** Opening INPUT MATERIAL block **

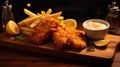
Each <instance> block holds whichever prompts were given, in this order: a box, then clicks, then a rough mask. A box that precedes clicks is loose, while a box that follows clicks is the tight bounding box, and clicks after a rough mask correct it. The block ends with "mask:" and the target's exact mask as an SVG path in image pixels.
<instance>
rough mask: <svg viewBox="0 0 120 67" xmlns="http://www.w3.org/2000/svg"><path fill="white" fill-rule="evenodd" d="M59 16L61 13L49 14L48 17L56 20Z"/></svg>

** Closing INPUT MATERIAL block **
** Opening INPUT MATERIAL block **

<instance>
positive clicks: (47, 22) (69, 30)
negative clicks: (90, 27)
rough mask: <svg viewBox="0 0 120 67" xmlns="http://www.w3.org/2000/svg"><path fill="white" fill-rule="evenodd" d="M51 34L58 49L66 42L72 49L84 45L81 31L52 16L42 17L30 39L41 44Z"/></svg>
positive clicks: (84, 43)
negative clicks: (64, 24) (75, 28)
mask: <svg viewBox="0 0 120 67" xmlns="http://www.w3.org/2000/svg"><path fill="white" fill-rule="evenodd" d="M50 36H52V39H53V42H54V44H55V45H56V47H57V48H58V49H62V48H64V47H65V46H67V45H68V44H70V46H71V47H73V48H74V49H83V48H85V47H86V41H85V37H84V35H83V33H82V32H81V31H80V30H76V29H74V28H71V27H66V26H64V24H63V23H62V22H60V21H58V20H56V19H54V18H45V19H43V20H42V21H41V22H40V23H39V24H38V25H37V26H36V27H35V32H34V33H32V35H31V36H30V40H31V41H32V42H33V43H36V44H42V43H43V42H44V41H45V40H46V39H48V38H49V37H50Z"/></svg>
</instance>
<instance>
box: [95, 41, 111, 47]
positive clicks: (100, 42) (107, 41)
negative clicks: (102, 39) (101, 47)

** Closing INPUT MATERIAL block **
** Opening INPUT MATERIAL block **

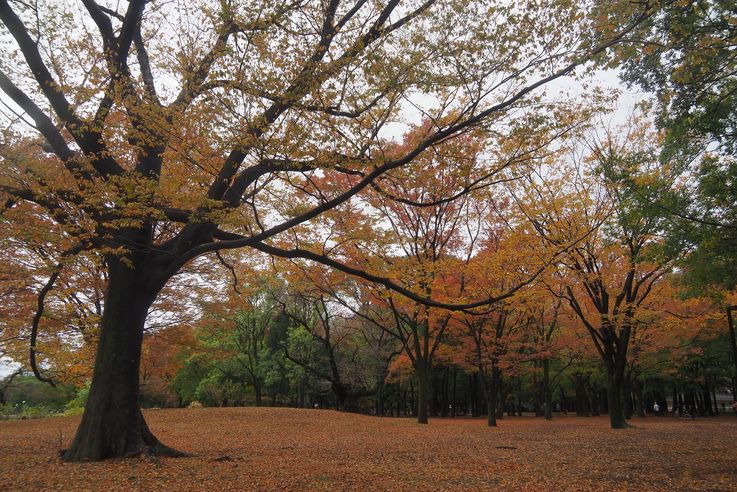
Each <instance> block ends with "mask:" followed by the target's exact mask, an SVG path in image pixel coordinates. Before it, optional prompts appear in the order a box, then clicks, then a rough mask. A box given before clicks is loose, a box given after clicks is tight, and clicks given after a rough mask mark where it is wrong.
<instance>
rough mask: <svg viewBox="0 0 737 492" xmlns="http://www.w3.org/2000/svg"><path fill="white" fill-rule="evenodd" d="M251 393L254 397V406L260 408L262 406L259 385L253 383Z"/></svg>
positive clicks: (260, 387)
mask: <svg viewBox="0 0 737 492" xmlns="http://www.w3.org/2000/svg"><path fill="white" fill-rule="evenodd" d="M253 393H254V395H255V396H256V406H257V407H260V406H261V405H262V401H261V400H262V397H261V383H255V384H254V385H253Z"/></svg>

** Closing INPUT MATERIAL block **

§ **WHAT YOU NEED TO DO**: Beginning with the line holding "</instance>" and ending with the line holding "negative clicks: (102, 39) (101, 47)", write out the stretch of material above exactly; add no further lines.

§ **WORKED SOLUTION**:
</instance>
<instance>
box: [95, 41, 111, 47]
positive clicks: (100, 42) (107, 41)
negative clicks: (102, 39) (101, 47)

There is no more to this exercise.